# PASSAGE:
=== Begin Enclosure ===
Pharmaceutical company agrees to settle for $900M to resolve allegations it provided kickbacks to physicians and submitted false claims

Biogen Inc., a pharmaceutical company that produces multiple sclerosis drugs, agreed to settle for $900 million to resolve allegations that it provided kickbacks to physicians and submitted false claims to Medicare and Medicaid, the Justice Department announced Monday.

A former Biogen employee, Michael Bawduniak, filed the lawsuit against the Massachusetts-based company accusing Biogen of providing kickbacks to health care professionals in exchange for prescribing its multiple sclerosis drugs. The complaint alleged that Biogen provided physicians with improper payments from January 1, 2009, through March 18, 2014.

Bawduniak alleged that the payments were disguised as reimbursements to physicians who spoke at or attended the company’s speaker programs, speaker training meetings, or consultant programs. During those events, health care professionals collected remunerations from Biogen labeled as speaker honoraria, speaker training fees, consulting fees, and compensated meals.
=== End Enclosure ===
(Collected data entries)
=== Begin Enclosure ===
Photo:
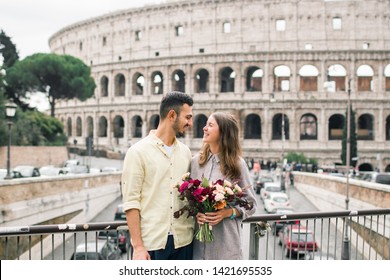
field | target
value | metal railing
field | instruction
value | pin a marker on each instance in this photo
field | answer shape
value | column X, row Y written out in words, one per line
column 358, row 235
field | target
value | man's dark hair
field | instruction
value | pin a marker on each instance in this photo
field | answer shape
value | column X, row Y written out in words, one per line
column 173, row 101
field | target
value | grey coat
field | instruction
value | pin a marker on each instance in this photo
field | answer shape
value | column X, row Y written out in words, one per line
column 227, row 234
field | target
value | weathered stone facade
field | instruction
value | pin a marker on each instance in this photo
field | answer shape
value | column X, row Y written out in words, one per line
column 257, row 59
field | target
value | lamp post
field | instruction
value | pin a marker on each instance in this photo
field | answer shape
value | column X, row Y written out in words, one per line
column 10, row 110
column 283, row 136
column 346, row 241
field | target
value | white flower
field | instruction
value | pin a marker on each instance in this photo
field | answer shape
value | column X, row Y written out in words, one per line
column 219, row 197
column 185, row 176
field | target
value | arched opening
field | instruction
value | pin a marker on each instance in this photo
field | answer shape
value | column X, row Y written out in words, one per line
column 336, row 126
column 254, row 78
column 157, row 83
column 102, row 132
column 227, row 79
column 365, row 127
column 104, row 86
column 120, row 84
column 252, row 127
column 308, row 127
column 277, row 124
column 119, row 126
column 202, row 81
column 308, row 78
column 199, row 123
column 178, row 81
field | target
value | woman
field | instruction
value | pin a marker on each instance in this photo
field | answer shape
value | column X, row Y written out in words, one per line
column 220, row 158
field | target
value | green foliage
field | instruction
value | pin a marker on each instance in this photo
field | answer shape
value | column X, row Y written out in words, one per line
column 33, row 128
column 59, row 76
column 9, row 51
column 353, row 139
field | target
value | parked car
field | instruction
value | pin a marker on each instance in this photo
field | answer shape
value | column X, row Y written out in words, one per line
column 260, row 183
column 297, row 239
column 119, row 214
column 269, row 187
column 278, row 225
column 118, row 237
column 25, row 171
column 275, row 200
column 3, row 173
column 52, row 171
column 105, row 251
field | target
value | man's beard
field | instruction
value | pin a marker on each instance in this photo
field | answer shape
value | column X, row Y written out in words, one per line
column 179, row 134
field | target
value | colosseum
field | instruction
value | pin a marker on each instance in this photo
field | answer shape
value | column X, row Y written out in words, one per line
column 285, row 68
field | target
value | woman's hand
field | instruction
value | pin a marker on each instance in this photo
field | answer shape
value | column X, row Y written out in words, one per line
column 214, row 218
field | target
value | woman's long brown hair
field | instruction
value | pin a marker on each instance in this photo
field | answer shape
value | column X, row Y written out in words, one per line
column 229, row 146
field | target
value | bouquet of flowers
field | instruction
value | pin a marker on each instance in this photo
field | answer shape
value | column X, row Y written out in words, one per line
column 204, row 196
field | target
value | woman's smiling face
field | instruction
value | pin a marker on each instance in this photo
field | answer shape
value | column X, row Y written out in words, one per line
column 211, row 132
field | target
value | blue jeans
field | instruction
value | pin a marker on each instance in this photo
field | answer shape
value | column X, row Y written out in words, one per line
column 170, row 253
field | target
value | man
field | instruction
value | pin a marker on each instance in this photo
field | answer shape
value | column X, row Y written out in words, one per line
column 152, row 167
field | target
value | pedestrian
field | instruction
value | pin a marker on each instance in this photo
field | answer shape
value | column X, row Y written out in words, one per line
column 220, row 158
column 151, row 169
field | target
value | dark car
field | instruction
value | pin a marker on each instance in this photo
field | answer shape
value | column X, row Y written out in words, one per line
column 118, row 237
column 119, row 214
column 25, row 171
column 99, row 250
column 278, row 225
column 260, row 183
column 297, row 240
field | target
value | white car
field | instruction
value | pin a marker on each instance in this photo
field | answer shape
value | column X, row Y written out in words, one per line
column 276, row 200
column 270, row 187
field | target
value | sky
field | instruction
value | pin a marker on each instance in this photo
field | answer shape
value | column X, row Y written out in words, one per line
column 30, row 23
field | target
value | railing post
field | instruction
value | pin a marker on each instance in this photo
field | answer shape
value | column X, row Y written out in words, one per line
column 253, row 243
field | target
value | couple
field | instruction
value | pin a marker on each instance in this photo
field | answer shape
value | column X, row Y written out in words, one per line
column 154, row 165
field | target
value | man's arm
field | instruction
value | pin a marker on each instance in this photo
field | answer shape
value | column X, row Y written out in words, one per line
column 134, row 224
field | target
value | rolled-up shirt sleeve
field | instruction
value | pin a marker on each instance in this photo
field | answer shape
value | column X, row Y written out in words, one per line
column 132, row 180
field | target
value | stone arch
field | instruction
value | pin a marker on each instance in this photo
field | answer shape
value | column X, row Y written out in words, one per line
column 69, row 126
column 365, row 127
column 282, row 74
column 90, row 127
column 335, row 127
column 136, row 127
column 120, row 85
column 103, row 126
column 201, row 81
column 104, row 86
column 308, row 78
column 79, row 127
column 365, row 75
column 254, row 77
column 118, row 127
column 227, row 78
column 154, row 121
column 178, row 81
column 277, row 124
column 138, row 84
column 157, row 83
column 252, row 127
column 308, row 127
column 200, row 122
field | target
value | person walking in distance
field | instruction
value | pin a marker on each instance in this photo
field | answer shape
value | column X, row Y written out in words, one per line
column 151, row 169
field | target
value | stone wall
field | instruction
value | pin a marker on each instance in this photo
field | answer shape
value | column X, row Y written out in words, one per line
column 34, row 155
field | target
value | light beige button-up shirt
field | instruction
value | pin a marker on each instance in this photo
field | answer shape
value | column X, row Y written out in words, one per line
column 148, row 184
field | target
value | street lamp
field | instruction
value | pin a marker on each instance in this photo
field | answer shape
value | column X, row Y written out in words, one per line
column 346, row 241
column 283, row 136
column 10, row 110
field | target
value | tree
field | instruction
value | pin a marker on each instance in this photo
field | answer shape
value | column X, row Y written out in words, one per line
=== End Enclosure ===
# EXERCISE PROMPT:
Rewrite the report on the Biogen settlement, starting with "Pharmaceutical company agrees" and going on through "March 18, 2014.", with "physicians" replaced by "doctors" throughout.

# REPLY:
Pharmaceutical company agrees to settle for $900M to resolve allegations it provided kickbacks to doctors and submitted false claims

Biogen Inc., a pharmaceutical company that produces multiple sclerosis drugs, agreed to settle for $900 million to resolve allegations that it provided kickbacks to doctors and submitted false claims to Medicare and Medicaid, the Justice Department announced Monday.

A former Biogen employee, Michael Bawduniak, filed the lawsuit against the Massachusetts-based company accusing Biogen of providing kickbacks to health care professionals in exchange for prescribing its multiple sclerosis drugs. The complaint alleged that Biogen provided doctors with improper payments from January 1, 2009, through March 18, 2014.